Rewrite the data below, replacing "tactical vest" with "bulletproof vest" wherever it occurs and leaving everything else unchanged.

————

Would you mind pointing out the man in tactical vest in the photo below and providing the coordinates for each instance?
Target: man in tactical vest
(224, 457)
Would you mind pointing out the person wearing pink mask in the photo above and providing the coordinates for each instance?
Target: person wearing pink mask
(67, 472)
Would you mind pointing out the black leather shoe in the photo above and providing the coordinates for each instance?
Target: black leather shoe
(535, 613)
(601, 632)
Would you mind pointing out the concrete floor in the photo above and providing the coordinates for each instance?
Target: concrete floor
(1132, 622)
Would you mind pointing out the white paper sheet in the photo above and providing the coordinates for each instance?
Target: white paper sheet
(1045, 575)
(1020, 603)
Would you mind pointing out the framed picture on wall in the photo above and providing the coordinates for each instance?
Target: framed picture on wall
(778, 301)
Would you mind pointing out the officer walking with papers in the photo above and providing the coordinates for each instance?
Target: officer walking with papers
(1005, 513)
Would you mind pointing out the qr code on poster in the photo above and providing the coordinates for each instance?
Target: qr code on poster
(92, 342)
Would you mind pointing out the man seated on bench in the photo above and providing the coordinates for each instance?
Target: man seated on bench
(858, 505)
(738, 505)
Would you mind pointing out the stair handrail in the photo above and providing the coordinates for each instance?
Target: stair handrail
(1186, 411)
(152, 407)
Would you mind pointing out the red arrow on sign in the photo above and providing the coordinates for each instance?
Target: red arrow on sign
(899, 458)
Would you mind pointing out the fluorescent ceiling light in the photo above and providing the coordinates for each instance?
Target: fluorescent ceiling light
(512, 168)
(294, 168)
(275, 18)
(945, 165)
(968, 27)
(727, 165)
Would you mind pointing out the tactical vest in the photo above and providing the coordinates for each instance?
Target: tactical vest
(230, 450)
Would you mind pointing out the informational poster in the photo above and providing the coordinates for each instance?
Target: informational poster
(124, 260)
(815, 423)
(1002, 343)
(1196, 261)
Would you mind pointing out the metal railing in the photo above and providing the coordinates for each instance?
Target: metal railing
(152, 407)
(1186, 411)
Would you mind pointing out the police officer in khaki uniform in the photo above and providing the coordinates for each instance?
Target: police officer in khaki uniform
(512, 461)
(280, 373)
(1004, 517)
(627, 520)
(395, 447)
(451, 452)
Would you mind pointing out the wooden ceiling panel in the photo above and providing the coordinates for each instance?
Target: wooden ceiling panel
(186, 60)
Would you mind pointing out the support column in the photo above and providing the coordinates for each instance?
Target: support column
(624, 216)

————

▸ FULL SOLUTION:
Would you mind pointing out the man in bulletproof vest in the photo below and providing the coordinates for each instance?
Target: man in bulletproof vest
(224, 457)
Would you mind pointing out the person wearing pink mask in the photo above and providing the coordinates for each instance?
Target: person wearing pink mask
(67, 472)
Would you mind pointing out the black leather shoe in the photo above and providing the coordinates for each instance?
Target: black leather shoe
(535, 613)
(601, 632)
Would you mind pointing out the concrete floor in the photo above and providing the coordinates for each instance?
Target: concrete floor
(1132, 622)
Would you mind pointing out the white paper sheet in the photo above and providing the coordinates for each instance?
Target: white paper sheet
(1045, 575)
(1020, 603)
Would you mind pointing out the framed picture on wall in the photo above and providing the coordinates for each instance?
Target: framed picture on wall
(778, 301)
Would you mind pointing out the officer walking with papers in the photo above and providing the coordinates for each instance?
Target: officer walking with papers
(1005, 513)
Would you mind pointing out the qr code on poster in the photo above and providing the coordinates for each instance?
Target: qr code on poster
(92, 342)
Would you mind pointing out the man seated on bench in the photo above and providing the coordinates for each instance?
Target: man seated on bench
(858, 505)
(738, 505)
Would you mind pointing out the stair handrail in the photo above and providing the coordinates for each instance?
Target: stair handrail
(1186, 411)
(152, 407)
Would you mind pointing out the red arrow on sign in the photo above and providing the coordinates for each instance?
Target: red arrow on sign
(899, 458)
Would you mind pointing out the fluorescent ceiling light in the photo above and providing the coordinates for each instance?
Target: fluorescent ceiling light
(512, 168)
(294, 168)
(275, 18)
(945, 165)
(968, 27)
(727, 165)
Would you mind pointing out the bulletproof vest in the photo above and providing the coordinates for each instance?
Target: bulletproof vest
(230, 450)
Would you mind pointing out the informational poster in the photo above and providing the coordinates for each instance?
Target: informational poster
(124, 260)
(815, 423)
(1002, 343)
(1196, 261)
Would you mind pointing out the metal railing in the photo above and providing the coordinates for each instance?
Target: metal railing
(152, 407)
(1186, 411)
Would you mind pointing out the police officer in khaki uniform in the photo above and providing the coordinates for each instance?
Target: police officer in khaki uniform
(512, 461)
(280, 373)
(1004, 517)
(627, 520)
(395, 447)
(451, 452)
Would you mind pointing out the wooden ceiling panel in the photo above and providing the coordinates for each instance?
Target: wooden ceiling panel
(186, 60)
Would you mind pointing out the support column in the photo above and providing the coordinates for each instance?
Target: support column
(624, 216)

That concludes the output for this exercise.